What to do –
A line below contains "Please pick out the red car in", and a later one contains "Target: blue hoodie". Repeat both, with every line between them, exactly.

Source records Start Marker

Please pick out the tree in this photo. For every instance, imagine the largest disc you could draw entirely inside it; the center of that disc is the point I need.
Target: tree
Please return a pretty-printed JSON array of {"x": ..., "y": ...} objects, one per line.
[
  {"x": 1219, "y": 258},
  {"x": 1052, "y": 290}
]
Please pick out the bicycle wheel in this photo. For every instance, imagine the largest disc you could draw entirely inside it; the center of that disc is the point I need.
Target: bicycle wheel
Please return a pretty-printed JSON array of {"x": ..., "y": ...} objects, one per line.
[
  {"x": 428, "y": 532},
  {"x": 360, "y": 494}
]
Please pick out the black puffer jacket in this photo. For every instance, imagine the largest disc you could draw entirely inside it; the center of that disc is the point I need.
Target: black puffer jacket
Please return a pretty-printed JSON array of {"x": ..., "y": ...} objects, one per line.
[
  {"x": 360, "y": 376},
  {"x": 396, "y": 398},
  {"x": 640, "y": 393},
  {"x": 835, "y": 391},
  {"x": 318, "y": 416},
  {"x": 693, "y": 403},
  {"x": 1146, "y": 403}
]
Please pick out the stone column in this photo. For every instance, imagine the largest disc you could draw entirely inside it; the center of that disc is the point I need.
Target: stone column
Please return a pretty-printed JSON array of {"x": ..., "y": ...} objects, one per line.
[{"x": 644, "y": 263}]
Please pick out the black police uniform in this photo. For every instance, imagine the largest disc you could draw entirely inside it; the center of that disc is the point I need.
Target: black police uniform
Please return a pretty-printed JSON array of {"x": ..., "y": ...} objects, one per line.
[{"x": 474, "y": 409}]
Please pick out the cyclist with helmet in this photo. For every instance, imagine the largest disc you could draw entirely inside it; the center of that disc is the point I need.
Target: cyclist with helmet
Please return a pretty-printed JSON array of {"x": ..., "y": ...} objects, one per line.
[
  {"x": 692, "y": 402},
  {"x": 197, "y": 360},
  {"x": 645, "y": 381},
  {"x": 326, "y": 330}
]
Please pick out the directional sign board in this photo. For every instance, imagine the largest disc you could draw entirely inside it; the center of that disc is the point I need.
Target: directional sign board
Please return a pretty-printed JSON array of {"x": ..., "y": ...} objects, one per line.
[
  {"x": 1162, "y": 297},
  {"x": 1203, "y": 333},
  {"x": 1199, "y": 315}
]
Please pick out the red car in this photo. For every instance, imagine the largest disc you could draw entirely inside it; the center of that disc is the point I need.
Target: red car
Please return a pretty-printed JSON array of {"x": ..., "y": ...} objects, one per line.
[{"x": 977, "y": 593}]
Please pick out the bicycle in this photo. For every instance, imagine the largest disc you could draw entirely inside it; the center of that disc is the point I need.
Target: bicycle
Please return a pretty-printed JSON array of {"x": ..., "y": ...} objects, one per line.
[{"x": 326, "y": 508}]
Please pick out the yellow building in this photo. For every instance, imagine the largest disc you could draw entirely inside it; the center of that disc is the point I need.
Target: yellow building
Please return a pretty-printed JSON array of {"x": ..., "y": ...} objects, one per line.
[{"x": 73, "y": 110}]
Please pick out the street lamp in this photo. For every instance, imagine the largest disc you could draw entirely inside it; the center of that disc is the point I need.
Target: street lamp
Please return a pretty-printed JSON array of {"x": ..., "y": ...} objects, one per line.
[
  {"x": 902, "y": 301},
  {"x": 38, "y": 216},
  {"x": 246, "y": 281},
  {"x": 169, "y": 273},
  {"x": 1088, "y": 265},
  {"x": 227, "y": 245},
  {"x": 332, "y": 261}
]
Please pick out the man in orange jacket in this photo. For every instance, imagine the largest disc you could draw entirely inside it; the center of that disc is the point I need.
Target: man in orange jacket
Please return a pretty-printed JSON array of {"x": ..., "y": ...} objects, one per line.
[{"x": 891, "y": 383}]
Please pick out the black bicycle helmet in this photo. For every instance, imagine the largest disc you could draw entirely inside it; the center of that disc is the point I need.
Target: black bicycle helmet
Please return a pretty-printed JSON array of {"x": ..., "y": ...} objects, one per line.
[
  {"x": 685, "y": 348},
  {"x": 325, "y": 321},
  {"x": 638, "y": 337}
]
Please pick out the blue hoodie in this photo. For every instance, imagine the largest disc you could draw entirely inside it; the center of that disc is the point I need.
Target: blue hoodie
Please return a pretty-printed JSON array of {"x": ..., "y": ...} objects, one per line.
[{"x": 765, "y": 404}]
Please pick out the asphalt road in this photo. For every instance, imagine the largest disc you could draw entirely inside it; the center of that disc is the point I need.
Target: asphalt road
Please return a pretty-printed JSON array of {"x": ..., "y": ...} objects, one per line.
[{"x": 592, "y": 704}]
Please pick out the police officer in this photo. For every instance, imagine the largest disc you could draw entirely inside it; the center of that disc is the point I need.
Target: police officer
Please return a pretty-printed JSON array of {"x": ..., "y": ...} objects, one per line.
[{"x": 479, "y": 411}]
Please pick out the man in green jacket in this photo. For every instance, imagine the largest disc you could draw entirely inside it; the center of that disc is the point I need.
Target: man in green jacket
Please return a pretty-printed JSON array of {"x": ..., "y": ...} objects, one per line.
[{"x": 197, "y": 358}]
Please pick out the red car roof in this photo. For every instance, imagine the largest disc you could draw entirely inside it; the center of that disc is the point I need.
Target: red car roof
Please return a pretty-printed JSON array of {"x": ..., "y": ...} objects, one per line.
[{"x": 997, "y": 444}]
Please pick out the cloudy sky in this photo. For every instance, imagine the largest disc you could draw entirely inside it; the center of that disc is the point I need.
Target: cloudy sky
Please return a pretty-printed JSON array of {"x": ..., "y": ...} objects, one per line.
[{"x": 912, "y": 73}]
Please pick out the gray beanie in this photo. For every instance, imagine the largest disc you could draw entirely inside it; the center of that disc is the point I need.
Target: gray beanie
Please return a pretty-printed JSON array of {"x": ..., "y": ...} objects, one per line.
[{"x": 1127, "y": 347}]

Source records End Marker

Worked solution –
Please pick out the red car in this photo. For every instance, imagine the largest disc you could draw entirely inside it; the center of that disc is the point I need.
Target: red car
Please return a pretty-printed JSON array of {"x": ..., "y": ...} objects, one per line.
[{"x": 977, "y": 593}]
Please pick out the bicycle in this photo. For every instance, imagine the largest disc you could draw entirely inside it; the center of that disc is the point I need.
Target: bicycle
Please return a pretty-printed JSON array of {"x": ..., "y": ...} objects, one per line.
[{"x": 326, "y": 508}]
Please pick out the yellow building in this photo. For every instance, imagine the largest disc you could draw entirely inside it; the center of that disc is the point I need.
Target: yellow building
Please return a pretty-printed JSON array of {"x": ..., "y": ...} objects, one per line.
[{"x": 73, "y": 110}]
Please pick out the street lamp in this photo. For every instance, imagine the largest disc you could draw entirely inside it; the center of that disc is the point I need.
Target: street lamp
Please return a pretty-printed JSON array of {"x": ..., "y": ...} objects, one per line.
[
  {"x": 902, "y": 301},
  {"x": 38, "y": 216},
  {"x": 246, "y": 281},
  {"x": 169, "y": 273},
  {"x": 1088, "y": 265},
  {"x": 227, "y": 245},
  {"x": 332, "y": 261}
]
Please pick out the man in orange jacket in this photo. For every instance, imagine the largest disc you could draw entirely inside it; the center of that disc is the point I need.
Target: man in orange jacket
Please return a pretty-printed JSON array of {"x": ..., "y": ...} objects, one per line.
[{"x": 891, "y": 383}]
Please pick out the black bicycle helmet in this photo. For every instance, imagine the largest disc you could draw entirely inside it; the center of that disc is the point I need.
Target: black bicycle helmet
Please return a pretty-printed JSON array of {"x": ..., "y": ...} objects, one per line.
[
  {"x": 685, "y": 348},
  {"x": 325, "y": 321},
  {"x": 638, "y": 337}
]
Please pick out the blue hoodie in this photo. For every instance, imagine the largest disc you could draw entirely inside it; the center of that disc is the point I need.
Target: blue hoodie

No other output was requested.